__Instrução de trabalho 1__: Copie do texto fornecido o trecho que vai desde "6. Em prol da" até "duma utopia irrealizável.", inclusive.
__Instrução de trabalho 2__: Segundo o texto fornecido, em que ano ocorre o centenário do nascimento para o Céu de Santa Francisca Xavier Cabrini?

:: Texto fornecido ::

6. Em prol da nossa casa comum
Inspiram-nos
as palavras de São João Paulo II: «Se o “sonho” de um mundo em paz
é partilhado por tantas pessoas, se se valoriza o contributo dos migrantes e
dos refugiados, a humanidade pode tornar-se sempre mais família de todos e a
nossa terra uma real “casa comum”».[18] Ao
longo da história, muitos acreditaram neste «sonho» e as suas realizações
testemunham que não se trata duma utopia irrealizável.
Entre
eles conta-se Santa Francisca Xavier Cabrini, cujo centenário do nascimento
para o Céu ocorre em 2017. Hoje, dia 13 de novembro, muitas comunidades
eclesiais celebram a sua memória. Esta pequena grande mulher, que consagrou a
sua vida ao serviço dos migrantes tornando-se depois a sua Padroeira celeste,
ensinou-nos como podemos acolher, proteger, promover e integrar estes nossos
irmãos e irmãs. Pela sua intercessão, que o Senhor nos conceda a todos fazer a
experiência de que «o fruto da justiça é semeado em paz por aqueles que
praticam a paz».[19]
Vaticano, 13 de novembro – Memória de Santa Francisca Xavier
Cabrini, Padroeira dos migrantes – de 2017.

:::
:: Registos extraídos ::

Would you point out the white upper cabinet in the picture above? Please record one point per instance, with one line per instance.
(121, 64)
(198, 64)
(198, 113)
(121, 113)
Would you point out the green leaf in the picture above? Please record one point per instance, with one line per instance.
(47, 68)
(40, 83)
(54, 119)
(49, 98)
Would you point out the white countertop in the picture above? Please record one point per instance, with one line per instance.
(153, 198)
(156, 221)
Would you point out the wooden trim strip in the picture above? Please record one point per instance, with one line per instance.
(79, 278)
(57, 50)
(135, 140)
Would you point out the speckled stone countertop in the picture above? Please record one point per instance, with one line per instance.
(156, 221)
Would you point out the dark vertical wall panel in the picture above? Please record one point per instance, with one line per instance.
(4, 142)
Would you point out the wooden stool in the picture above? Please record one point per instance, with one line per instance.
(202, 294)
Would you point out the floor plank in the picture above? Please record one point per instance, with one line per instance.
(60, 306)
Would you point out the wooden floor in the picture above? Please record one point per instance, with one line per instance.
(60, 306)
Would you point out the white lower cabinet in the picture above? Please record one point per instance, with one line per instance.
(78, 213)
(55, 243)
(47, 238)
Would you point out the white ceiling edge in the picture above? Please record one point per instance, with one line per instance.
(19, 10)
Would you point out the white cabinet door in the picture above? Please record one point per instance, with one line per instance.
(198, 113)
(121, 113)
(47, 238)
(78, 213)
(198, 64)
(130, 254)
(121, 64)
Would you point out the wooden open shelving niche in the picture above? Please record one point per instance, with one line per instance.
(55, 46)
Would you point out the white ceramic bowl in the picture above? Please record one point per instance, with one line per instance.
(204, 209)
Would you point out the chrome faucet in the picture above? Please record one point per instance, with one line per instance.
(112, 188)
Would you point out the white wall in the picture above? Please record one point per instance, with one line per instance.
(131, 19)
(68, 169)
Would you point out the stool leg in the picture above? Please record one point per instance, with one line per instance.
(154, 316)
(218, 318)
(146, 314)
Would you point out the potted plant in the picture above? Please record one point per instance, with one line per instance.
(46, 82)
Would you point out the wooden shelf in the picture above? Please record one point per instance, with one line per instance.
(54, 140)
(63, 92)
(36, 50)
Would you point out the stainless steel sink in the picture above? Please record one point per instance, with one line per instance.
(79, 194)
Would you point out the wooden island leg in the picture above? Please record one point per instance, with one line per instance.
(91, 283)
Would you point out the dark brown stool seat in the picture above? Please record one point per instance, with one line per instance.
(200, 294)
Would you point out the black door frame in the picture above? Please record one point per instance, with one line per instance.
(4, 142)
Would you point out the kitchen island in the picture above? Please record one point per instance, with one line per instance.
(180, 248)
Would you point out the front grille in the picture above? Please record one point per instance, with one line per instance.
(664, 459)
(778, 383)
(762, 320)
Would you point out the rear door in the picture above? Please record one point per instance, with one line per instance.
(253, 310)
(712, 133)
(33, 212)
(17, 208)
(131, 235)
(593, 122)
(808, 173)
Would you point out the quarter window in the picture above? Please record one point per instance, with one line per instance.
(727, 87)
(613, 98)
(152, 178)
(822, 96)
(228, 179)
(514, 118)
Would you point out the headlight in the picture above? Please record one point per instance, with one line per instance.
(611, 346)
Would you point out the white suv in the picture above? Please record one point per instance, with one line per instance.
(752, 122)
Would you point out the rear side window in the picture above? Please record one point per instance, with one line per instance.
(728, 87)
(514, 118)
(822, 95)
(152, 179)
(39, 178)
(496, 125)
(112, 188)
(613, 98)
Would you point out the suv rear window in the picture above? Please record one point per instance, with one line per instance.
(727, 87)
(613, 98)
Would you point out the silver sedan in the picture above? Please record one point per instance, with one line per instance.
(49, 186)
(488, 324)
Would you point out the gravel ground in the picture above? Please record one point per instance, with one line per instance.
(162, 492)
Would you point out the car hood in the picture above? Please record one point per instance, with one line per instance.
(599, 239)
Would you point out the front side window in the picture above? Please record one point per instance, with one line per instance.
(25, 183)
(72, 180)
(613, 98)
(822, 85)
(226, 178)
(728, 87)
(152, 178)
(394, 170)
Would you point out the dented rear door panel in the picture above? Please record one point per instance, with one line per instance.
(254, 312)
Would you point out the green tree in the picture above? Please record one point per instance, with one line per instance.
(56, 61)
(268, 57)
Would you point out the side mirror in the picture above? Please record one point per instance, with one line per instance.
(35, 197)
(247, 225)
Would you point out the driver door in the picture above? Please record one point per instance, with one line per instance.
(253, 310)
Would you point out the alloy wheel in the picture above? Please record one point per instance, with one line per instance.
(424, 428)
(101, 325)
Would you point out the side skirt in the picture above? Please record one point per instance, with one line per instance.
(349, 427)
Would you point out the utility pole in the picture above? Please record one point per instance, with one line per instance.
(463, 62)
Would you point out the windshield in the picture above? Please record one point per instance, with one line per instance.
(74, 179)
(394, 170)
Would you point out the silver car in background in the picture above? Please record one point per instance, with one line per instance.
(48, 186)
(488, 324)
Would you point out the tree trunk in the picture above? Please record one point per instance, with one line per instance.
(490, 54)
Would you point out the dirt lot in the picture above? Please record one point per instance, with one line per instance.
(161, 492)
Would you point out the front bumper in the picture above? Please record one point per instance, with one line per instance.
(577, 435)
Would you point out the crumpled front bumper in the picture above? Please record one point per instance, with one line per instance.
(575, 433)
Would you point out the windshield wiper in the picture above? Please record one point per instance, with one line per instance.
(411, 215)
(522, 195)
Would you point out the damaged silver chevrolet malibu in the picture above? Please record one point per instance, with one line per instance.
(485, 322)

:::
:: Registos extraídos ::

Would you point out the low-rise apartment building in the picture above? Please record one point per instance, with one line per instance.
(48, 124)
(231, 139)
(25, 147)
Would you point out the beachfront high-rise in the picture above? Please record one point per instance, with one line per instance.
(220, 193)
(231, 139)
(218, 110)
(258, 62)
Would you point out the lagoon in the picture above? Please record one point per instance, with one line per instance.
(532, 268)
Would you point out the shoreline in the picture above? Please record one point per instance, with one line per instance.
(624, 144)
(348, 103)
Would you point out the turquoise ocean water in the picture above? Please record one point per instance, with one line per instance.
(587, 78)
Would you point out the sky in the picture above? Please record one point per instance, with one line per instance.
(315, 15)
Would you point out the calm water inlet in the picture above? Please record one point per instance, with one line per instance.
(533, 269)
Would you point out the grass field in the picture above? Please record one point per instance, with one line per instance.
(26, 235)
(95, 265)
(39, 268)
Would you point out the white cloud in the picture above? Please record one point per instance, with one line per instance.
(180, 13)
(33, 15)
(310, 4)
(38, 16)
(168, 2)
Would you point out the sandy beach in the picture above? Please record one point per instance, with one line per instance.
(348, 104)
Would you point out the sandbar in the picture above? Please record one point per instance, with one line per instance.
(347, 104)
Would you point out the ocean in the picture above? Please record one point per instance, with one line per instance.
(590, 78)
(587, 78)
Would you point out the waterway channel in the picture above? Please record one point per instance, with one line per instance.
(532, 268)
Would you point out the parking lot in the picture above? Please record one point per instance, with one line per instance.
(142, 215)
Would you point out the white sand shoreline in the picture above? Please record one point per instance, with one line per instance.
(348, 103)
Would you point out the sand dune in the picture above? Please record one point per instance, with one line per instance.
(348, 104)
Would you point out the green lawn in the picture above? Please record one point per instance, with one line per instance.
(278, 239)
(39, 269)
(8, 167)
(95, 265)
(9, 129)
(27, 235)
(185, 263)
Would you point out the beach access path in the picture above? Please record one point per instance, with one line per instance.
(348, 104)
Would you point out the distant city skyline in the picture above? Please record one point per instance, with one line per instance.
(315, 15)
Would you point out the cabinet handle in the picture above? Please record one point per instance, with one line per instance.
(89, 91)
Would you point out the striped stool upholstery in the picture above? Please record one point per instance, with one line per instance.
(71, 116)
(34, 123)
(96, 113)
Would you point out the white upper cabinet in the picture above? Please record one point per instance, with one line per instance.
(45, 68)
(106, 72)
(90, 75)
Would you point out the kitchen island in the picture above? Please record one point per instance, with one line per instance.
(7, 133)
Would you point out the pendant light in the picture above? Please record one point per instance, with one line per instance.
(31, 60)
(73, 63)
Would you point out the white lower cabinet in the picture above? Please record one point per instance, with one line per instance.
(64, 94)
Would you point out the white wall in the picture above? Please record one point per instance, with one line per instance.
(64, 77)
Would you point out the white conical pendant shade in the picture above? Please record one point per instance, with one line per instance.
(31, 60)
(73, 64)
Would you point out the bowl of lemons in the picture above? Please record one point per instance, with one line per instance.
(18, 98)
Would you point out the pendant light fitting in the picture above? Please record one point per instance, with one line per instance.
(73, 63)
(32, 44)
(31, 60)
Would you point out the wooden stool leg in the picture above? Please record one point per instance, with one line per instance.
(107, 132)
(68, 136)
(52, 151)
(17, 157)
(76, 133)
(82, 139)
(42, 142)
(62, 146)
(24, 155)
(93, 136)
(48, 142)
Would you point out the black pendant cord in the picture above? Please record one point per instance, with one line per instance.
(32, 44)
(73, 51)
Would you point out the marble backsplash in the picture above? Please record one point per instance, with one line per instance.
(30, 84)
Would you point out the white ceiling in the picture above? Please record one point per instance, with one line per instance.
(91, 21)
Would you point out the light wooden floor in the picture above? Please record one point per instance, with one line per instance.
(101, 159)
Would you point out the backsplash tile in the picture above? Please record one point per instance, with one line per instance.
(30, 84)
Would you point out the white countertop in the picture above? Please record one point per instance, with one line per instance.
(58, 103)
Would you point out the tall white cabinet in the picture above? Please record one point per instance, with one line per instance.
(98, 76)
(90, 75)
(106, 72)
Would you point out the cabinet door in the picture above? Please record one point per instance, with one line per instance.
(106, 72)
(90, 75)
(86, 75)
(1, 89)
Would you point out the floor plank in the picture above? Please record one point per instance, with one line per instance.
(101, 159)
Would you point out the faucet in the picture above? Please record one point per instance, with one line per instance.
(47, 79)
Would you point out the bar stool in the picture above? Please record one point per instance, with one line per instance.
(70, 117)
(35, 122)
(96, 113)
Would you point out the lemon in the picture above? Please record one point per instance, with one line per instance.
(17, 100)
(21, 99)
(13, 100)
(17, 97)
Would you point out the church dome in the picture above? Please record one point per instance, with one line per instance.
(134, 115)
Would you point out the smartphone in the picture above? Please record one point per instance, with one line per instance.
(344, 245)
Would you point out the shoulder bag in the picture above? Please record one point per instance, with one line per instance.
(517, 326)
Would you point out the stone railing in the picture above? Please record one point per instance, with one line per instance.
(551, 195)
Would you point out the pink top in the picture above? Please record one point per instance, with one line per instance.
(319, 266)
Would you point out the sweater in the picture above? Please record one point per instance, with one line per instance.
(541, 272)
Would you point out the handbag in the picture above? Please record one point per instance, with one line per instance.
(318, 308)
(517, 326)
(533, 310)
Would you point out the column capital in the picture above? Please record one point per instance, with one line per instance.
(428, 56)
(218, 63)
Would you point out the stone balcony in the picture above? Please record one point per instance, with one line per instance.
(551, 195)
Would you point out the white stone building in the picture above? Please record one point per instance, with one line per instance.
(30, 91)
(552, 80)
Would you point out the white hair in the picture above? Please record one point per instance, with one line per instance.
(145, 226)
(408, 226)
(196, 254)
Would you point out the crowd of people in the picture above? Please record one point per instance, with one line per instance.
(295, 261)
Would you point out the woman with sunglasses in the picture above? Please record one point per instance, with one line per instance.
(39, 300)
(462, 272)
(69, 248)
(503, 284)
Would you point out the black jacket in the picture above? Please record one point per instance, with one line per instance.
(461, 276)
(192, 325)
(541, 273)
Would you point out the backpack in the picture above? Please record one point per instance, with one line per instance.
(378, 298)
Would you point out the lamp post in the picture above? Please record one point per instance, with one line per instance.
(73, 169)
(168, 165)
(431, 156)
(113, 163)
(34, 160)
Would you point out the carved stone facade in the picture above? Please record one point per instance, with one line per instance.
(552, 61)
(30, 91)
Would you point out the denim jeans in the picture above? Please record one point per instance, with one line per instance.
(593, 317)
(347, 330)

:::

__Espaço de resposta 1__:
6. Em prol da nossa casa comum
Inspiram-nos
as palavras de São João Paulo II: «Se o “sonho” de um mundo em paz
é partilhado por tantas pessoas, se se valoriza o contributo dos migrantes e
dos refugiados, a humanidade pode tornar-se sempre mais família de todos e a
nossa terra uma real “casa comum”».[18] Ao
longo da história, muitos acreditaram neste «sonho» e as suas realizações
testemunham que não se trata duma utopia irrealizável.

__Espaço de resposta 2__: Em 2017.